Reproduce exactly the lines from the line containing "Mark the innermost point of each instance of the gold brocade" through the end of the records below, including both ends, and nothing else.

# start of SOURCE DATA

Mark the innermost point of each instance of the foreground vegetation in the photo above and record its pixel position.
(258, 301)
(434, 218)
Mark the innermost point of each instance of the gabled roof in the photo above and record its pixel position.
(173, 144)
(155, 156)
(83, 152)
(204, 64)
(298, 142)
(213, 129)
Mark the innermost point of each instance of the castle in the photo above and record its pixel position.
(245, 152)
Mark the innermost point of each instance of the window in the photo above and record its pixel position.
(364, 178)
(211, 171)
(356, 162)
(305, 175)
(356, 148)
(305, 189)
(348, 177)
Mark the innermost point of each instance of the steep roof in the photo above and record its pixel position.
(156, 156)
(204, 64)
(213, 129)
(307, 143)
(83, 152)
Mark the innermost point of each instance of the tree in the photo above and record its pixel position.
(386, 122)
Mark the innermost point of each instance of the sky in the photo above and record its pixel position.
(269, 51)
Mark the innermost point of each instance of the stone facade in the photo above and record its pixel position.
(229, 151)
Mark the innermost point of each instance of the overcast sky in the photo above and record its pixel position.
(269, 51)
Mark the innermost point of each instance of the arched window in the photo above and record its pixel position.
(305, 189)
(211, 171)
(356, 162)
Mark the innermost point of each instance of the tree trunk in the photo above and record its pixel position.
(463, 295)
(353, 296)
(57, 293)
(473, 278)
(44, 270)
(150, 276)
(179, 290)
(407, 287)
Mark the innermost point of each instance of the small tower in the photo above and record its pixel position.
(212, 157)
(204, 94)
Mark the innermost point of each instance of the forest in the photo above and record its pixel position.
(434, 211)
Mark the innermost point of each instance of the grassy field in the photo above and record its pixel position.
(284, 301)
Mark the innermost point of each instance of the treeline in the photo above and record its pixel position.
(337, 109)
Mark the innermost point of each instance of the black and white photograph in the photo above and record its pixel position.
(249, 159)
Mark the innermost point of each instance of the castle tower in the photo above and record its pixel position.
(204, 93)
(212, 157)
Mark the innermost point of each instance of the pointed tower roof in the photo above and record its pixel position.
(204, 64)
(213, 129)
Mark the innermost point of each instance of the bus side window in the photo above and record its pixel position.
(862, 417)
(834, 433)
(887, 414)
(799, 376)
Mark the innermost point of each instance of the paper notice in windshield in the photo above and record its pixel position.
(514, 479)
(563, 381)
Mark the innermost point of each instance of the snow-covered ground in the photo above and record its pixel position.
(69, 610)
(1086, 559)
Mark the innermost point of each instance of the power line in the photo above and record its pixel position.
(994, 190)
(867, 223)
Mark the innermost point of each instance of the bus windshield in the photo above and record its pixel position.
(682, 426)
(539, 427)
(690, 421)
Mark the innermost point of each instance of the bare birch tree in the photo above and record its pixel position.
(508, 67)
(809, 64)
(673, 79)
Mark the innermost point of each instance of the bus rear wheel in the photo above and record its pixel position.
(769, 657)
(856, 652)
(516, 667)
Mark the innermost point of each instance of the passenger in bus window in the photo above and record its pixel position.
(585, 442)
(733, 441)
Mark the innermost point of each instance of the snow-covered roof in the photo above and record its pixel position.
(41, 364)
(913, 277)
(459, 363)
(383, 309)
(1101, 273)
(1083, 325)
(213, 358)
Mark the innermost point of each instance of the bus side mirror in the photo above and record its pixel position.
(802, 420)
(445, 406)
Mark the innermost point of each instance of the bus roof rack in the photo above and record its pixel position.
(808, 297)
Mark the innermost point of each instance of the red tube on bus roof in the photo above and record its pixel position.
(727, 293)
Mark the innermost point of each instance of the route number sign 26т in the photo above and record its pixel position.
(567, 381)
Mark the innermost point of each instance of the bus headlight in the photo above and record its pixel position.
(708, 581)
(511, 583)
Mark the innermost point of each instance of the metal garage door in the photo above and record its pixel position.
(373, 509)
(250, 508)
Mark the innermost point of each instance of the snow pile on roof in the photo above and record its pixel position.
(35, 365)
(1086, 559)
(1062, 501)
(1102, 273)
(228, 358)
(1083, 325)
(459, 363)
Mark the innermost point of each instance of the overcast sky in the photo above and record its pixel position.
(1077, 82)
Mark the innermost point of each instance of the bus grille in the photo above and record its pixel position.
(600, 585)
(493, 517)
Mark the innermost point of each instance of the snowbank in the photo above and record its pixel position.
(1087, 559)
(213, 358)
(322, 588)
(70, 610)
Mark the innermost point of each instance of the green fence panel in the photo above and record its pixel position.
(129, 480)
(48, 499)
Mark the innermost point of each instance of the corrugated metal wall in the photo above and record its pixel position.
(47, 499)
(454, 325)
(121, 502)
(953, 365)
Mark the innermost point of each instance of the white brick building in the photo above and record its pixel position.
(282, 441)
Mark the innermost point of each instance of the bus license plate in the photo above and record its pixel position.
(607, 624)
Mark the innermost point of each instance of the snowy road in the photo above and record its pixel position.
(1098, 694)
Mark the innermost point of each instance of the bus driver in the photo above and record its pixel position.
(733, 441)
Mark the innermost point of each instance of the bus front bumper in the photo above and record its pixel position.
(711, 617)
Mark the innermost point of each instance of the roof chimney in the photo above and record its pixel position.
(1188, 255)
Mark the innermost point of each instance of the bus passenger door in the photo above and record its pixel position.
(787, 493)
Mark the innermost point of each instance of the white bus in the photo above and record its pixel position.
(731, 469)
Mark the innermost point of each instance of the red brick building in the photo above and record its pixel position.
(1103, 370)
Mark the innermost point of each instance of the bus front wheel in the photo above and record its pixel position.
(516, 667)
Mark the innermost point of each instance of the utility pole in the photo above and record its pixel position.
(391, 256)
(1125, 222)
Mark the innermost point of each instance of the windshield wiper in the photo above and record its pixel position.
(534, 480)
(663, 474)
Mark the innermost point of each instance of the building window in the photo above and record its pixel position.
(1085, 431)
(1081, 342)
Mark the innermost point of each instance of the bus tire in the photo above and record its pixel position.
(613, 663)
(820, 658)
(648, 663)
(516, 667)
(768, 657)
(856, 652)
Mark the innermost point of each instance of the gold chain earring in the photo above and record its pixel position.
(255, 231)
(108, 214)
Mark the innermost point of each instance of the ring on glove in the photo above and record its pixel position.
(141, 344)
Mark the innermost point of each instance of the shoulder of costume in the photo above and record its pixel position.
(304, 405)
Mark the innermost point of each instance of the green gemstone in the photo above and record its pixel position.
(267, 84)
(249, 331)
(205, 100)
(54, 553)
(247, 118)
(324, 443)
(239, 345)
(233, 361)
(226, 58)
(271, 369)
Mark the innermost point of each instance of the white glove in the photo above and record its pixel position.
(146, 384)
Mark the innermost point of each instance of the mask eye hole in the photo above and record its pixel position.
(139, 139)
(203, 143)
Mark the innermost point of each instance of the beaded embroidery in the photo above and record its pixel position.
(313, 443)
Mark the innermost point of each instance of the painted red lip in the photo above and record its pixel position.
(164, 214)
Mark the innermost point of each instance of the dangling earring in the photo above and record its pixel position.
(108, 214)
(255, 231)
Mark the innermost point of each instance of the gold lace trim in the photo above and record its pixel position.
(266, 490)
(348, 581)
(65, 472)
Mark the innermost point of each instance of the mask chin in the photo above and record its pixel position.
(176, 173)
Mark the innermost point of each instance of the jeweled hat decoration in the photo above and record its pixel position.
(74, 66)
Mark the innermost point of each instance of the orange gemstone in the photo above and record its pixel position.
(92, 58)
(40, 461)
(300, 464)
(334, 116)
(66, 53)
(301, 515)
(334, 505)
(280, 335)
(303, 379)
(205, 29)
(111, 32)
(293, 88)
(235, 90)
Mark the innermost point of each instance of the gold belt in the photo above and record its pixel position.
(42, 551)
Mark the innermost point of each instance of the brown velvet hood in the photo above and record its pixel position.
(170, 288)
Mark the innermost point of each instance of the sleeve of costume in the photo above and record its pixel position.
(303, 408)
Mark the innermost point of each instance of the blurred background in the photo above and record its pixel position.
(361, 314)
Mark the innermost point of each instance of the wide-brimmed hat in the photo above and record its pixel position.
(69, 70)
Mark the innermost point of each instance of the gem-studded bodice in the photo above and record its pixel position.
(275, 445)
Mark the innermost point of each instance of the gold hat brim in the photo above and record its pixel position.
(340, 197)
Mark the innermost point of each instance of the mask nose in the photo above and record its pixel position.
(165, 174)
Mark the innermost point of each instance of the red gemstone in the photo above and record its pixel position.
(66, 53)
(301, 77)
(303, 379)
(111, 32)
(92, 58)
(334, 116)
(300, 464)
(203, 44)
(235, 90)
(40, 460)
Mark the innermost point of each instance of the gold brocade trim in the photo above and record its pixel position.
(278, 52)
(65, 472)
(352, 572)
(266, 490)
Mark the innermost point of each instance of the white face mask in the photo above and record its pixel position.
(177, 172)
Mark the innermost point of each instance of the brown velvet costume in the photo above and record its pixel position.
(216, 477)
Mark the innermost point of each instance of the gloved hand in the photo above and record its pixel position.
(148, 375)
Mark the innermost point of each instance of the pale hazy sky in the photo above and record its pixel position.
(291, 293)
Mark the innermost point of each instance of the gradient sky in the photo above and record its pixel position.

# end of SOURCE DATA

### RESPONSE TO THE EXERCISE
Mark the innermost point of each instance of the gold brocade trim in the photo above and record its pixel position.
(278, 52)
(65, 472)
(352, 572)
(266, 490)
Mark the innermost point of each instance of the white face mask in the photo above and record its pixel position.
(177, 172)
Mark the innermost point of each instance of the brown velvet costume in the photo above and record its pixel position.
(216, 477)
Mark the innermost point of each instance of the gloved hand in the photo above and record its pixel position.
(148, 375)
Mark the innermost point of each instance of the pale hazy sky in the photo above and record its pixel position.
(291, 293)
Mark the innermost point of each instance of the gradient sky in the photo above and record its pixel position.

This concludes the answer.